··· Given records

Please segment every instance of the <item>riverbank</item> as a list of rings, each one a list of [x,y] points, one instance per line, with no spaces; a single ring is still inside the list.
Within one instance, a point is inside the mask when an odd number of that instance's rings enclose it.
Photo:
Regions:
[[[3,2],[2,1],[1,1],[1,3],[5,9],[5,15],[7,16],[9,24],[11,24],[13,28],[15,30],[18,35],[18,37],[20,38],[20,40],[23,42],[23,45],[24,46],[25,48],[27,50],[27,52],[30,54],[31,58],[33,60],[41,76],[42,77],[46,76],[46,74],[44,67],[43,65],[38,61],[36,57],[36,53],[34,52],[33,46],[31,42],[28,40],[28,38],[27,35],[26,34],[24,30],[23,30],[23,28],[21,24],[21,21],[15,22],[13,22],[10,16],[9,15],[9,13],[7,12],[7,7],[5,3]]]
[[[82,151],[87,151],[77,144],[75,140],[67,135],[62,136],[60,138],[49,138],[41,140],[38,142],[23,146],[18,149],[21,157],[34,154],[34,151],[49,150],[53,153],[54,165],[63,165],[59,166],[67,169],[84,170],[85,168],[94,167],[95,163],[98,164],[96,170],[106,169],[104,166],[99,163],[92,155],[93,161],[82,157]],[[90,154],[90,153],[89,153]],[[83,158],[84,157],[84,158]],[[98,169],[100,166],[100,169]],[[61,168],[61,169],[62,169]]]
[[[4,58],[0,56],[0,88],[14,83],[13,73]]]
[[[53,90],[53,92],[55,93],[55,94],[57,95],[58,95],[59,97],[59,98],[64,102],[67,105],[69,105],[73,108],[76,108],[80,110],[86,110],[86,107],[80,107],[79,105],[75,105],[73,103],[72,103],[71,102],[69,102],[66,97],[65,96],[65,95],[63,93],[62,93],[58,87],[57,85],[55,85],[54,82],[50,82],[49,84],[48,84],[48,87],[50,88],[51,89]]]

······

(The request)
Render the rows above, from the first line through the line containing "[[[4,58],[0,56],[0,88],[14,83],[13,73]]]", as a JSON list of strings with one string per line. Include both ends and leave out any blank lines.

(Result for this exercise)
[
  "Please segment every instance of the <item>riverbank</item> as a list of rings, each one a list of [x,y] points, one instance per line, with no spaces; a single ring is still inside the list.",
  "Within one instance, a point is inside the mask when an odd number of that instance's rings enclose it.",
  "Photo:",
  "Regions:",
  "[[[3,2],[2,1],[1,1],[1,3],[5,9],[5,15],[7,16],[9,24],[11,24],[13,28],[15,30],[18,35],[18,37],[20,38],[20,40],[23,42],[23,45],[24,46],[25,48],[27,50],[27,52],[30,54],[31,58],[33,60],[41,76],[42,77],[46,76],[46,74],[44,67],[43,65],[38,61],[36,57],[36,53],[34,52],[33,46],[31,42],[28,40],[28,38],[27,35],[26,34],[24,30],[23,30],[23,28],[21,24],[21,21],[15,22],[13,22],[10,16],[9,15],[9,13],[7,12],[7,7],[5,3]]]",
  "[[[82,151],[87,151],[77,144],[75,140],[67,135],[62,136],[60,138],[49,138],[41,140],[38,142],[23,146],[18,149],[21,157],[34,154],[34,151],[49,150],[53,153],[54,165],[63,165],[59,166],[67,169],[84,170],[85,168],[94,167],[95,163],[98,164],[96,170],[106,169],[104,166],[99,163],[92,155],[93,161],[82,157]],[[90,154],[90,153],[89,153]],[[83,158],[84,157],[84,158]],[[98,169],[100,166],[100,169]],[[61,168],[61,169],[62,169]]]",
  "[[[4,58],[0,56],[0,88],[14,83],[13,73]]]"
]